- Kutipan Teks -
****

Seseorang akan memiliki orientasi yang berbeda terhadap sistem politik, dengan
melihat fokus yang diorientasikan, apakah dalam tataran struktur politik,
fungsi-fungsi dari struktur politik, dan gabungan dari keduanya. Misal
orientasi politik terhadap lembaga politik terhadap lembaga legislatif,
eksekutif dan sebagainya.
Ketiga : budaya politik merupakan deskripsi konseptual yang
menggambarkan komponen-komponen budaya politik dalam tataran masif (dalam
jumlah besar), atau mendeskripsikan masyarakat di suatu negara atau wilayah,
bukan per-individu. Hal ini berkaitan dengan pemahaman, bahwa budaya
politik merupakan refleksi perilaku warga negara secara massal yang memiliki
peran besar bagi terciptanya sistem politik yang ideal.
C.PERKEMBANGAN BUDAYA
POLITIK INDONESIA
Sikap & tingkah laku politik seseorang menjadi suatu obyek
penanda gejala-gejala politik yang akan terjadi pada orang tersebut dan
orang-orang yang berada di bawah politiknya. Contohnya ialah jikalau seseorang
telah terbiasa dengan sikap dan tingkah laku politik yang hanya tahu menerima,
menurut atau memberi perintah tanpa mempersoalkan atau memberi kesempatan buat
mempertanyakan apa yang terkandung dalan perintah itu. Dapat diperkirakan orang
itu akan merasa aneh, canggung atau frustasi bilamana ia berada dalam
lingkungan masyarakatnya yang kritis, yang sering, kalaulah tidak selalu,
mempertanyakan sesuatu keputusan atau kebijaksanaan politik.

****

- Data Hasil Ekstraksi -
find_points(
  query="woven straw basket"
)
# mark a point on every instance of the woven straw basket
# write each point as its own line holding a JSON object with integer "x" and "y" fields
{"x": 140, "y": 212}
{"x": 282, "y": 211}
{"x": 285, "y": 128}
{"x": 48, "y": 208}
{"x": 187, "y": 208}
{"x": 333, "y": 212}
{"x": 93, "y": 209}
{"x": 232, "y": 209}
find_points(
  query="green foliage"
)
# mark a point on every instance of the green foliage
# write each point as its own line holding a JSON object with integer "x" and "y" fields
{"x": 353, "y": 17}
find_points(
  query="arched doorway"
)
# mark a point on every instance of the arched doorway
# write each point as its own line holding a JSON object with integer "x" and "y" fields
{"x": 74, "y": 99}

****

- Kerjakan Ini -
Jawab pertanyaan berikut berdasarkan kutipan tentang budaya politik di atas.
1. Dalam tataran apa budaya politik menggambarkan komponen-komponennya?
2. Apa judul bagian C?
3. Apa yang dapat dirasakan seseorang yang terbiasa hanya menerima atau memberi perintah bila ia berada dalam lingkungan masyarakat yang kritis?

- Jawaban Soal -
1. Dalam tataran masif (dalam jumlah besar), yaitu masyarakat di suatu negara atau wilayah, bukan per-individu.
2. Perkembangan Budaya Politik Indonesia.
3. Ia dapat merasa aneh, canggung, atau frustrasi.